> **Excerpted records**

>> BEGIN

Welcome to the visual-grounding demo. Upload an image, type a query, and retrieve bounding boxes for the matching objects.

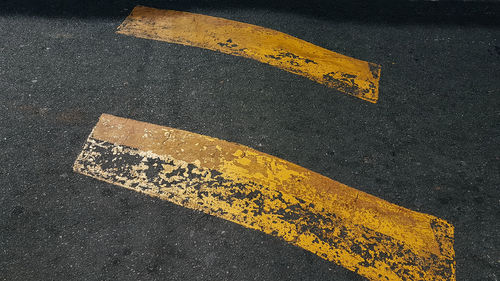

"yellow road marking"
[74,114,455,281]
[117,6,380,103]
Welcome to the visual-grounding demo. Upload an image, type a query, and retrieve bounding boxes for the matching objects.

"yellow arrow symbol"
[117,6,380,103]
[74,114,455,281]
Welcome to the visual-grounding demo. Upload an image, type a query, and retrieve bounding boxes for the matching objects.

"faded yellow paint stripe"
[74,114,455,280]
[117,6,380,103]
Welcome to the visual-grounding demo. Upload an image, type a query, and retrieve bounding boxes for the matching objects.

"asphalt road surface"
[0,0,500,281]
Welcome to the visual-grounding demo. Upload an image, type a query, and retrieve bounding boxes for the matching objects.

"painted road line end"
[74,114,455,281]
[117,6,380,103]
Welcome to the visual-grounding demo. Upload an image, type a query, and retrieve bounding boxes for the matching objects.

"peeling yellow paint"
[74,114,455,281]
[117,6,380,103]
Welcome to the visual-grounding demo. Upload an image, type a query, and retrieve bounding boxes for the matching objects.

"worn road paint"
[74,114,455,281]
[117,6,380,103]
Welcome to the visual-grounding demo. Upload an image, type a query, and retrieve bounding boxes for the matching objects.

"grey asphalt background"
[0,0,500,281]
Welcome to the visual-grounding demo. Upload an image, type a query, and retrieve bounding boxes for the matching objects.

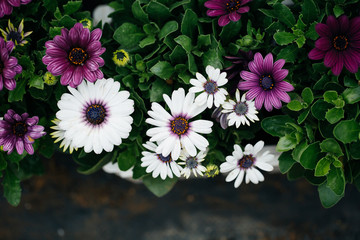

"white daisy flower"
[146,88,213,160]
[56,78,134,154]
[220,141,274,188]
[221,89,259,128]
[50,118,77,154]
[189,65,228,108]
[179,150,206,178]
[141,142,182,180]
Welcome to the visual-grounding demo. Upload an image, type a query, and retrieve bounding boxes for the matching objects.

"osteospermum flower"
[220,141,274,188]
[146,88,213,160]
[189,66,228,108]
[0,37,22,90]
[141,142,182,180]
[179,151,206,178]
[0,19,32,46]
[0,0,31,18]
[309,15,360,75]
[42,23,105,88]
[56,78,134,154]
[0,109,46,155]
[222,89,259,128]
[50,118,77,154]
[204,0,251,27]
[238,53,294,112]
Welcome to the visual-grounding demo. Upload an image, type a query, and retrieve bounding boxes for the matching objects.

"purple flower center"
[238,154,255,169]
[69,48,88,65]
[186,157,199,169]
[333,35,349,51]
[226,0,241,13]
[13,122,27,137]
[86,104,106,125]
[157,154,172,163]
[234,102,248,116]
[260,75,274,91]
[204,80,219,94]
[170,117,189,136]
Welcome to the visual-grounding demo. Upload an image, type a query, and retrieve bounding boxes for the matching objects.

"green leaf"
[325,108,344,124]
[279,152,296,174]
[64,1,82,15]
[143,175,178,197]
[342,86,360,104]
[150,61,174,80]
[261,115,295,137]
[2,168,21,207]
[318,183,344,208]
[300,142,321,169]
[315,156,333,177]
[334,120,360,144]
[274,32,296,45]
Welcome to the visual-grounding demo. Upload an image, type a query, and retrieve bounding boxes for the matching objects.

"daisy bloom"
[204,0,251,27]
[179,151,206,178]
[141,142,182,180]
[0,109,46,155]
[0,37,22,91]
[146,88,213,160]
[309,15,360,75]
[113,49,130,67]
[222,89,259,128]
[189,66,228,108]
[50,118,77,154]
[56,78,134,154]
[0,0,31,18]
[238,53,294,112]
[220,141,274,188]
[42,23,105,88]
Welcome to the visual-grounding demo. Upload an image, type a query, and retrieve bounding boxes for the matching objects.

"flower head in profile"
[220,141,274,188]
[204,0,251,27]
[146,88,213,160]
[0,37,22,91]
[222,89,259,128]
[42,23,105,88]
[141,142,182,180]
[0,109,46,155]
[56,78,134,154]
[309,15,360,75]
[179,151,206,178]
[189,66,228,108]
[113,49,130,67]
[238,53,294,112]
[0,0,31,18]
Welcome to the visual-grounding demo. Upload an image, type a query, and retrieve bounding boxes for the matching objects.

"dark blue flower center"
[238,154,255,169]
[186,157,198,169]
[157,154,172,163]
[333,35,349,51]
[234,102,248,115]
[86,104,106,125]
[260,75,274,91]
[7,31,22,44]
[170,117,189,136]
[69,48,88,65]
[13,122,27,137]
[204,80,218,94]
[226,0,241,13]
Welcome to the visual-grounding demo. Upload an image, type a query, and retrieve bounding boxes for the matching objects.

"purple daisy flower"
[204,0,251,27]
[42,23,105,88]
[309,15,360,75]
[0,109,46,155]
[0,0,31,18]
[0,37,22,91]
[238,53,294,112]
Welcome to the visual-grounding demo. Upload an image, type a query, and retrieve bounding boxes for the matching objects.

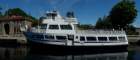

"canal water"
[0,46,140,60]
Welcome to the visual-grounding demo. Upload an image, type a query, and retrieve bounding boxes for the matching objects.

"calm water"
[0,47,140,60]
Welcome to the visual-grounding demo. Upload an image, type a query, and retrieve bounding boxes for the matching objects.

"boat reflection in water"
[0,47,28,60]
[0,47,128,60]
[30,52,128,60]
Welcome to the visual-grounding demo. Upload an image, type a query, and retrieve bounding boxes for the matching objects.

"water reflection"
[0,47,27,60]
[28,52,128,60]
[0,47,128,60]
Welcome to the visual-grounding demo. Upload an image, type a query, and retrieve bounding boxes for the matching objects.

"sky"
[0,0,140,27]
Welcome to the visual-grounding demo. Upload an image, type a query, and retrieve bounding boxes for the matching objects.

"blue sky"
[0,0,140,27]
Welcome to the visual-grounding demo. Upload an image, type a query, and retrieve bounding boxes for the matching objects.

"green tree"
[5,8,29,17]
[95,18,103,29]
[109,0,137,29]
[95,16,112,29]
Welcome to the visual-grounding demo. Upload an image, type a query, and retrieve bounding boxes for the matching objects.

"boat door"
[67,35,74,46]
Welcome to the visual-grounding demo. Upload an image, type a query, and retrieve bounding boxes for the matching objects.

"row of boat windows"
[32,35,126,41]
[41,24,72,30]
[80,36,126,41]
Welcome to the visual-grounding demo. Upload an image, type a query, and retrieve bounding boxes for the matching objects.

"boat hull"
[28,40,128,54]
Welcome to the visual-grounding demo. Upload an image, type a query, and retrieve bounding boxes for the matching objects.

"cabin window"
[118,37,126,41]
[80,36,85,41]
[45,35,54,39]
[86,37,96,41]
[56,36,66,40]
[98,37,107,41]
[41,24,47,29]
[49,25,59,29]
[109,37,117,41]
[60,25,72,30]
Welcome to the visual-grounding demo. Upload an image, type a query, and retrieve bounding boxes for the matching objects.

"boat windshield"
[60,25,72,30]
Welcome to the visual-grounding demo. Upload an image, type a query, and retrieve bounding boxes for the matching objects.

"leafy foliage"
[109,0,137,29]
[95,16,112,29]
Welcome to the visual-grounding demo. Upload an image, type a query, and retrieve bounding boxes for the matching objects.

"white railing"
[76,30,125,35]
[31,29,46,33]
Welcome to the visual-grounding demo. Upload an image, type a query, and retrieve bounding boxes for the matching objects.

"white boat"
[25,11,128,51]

>> END

> **Work to be completed**
Count the lines in the listing that contain the string "boat", treating uppercase and lowercase as different. Reply with the number alone.

> **Exercise output**
6